Please copy word for word everything in the material below, from the line containing "Exercise. Label the glossy" down to the line containing "(1089, 888)", both of those lines included.

━━━━━━━━━━

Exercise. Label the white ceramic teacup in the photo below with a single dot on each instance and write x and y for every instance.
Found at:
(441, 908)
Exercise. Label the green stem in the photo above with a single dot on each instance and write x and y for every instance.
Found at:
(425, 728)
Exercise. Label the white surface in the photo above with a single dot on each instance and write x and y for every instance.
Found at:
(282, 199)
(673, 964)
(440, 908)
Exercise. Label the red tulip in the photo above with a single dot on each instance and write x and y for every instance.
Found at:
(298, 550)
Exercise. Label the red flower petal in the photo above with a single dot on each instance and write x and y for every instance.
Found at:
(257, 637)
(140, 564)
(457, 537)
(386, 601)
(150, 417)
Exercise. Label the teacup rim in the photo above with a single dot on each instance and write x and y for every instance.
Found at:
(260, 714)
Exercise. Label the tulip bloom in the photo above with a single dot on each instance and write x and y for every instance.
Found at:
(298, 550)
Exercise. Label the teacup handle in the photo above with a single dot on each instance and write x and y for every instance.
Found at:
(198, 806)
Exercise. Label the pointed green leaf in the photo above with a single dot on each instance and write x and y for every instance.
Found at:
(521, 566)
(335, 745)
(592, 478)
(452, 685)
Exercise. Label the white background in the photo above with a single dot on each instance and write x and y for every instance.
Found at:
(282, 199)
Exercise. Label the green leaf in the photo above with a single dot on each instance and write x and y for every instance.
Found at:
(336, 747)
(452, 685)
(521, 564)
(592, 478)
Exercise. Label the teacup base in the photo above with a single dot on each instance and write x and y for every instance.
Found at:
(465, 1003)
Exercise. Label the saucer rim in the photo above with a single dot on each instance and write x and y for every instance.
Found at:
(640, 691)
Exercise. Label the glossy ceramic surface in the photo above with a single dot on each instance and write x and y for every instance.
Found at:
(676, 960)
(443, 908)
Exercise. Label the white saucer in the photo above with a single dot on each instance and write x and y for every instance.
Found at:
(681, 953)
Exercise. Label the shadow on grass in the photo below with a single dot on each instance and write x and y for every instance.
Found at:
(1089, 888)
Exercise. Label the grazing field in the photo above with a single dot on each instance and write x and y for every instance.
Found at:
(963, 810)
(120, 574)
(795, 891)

━━━━━━━━━━

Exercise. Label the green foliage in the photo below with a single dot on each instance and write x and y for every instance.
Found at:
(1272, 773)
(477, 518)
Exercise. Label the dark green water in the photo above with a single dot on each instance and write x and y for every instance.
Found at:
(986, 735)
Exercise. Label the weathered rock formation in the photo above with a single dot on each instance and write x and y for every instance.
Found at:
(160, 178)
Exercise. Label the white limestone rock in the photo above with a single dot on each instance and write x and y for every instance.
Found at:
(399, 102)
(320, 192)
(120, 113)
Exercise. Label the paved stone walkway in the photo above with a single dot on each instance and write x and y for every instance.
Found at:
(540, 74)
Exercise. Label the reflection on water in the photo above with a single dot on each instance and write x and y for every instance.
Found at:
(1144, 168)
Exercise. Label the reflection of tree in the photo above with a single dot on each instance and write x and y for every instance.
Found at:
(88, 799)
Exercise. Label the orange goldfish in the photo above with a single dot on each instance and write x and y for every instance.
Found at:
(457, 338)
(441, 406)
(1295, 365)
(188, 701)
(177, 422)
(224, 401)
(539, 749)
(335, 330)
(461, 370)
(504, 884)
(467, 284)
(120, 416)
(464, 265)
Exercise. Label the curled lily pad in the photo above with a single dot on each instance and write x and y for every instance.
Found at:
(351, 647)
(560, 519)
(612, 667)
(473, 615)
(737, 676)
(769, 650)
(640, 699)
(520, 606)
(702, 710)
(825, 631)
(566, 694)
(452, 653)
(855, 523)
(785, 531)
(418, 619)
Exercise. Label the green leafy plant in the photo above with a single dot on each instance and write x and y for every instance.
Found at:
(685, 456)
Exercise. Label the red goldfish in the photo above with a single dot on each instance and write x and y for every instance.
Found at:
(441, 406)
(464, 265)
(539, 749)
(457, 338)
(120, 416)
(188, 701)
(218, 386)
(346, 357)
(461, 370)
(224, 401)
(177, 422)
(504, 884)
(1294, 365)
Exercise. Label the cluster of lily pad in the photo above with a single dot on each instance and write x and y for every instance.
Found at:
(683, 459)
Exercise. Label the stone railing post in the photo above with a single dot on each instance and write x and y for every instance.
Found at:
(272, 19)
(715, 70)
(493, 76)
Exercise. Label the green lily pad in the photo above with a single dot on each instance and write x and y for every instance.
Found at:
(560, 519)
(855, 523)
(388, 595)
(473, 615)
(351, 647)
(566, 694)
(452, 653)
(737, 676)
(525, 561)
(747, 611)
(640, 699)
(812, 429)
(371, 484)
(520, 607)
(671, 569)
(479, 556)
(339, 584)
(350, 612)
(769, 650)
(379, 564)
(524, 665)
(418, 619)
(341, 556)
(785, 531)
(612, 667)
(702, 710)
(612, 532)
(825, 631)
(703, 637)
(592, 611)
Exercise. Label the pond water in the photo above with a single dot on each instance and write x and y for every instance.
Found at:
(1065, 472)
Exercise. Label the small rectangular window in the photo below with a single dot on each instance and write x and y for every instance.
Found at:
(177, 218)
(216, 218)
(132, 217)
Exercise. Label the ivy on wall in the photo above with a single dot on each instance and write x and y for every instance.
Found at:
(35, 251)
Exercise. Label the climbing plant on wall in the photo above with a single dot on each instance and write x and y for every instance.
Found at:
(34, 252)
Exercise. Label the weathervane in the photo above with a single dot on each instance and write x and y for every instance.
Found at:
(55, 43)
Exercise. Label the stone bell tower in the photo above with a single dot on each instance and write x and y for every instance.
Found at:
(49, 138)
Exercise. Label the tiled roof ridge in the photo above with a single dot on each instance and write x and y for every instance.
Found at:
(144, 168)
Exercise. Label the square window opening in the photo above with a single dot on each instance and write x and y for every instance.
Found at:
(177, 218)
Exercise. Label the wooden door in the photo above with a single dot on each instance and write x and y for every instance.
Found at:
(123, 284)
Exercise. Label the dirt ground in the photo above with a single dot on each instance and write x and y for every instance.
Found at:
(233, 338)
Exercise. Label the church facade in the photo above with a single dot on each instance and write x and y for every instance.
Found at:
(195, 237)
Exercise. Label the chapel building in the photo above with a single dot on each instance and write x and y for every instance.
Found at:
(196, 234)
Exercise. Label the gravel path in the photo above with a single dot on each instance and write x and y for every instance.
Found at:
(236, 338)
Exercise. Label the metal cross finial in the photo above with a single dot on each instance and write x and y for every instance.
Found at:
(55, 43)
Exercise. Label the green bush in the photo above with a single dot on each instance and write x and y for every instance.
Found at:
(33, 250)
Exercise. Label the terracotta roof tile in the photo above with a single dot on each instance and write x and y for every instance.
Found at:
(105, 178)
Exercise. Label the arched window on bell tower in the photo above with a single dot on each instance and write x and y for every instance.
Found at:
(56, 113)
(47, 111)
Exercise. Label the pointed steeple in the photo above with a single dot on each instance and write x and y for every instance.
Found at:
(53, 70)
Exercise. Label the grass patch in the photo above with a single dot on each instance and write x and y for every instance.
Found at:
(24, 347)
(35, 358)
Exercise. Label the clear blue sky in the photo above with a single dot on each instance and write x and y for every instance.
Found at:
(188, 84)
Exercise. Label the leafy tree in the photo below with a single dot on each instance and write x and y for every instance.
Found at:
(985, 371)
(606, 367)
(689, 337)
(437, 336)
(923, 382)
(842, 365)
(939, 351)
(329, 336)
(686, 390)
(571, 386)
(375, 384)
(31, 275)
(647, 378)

━━━━━━━━━━

** Final result **
Exercise. Label the glossy ceramic surface in the photo above with a single dot on each instance and write x and y for every instance.
Found at:
(676, 960)
(443, 908)
Exercise. Label the white saucer in the photo above with a single dot on each instance and write x and y for every instance.
Found at:
(681, 953)
Exercise. Label the shadow on grass in the photo below with a single dot on each instance and write x and y for every instance.
Found at:
(1089, 888)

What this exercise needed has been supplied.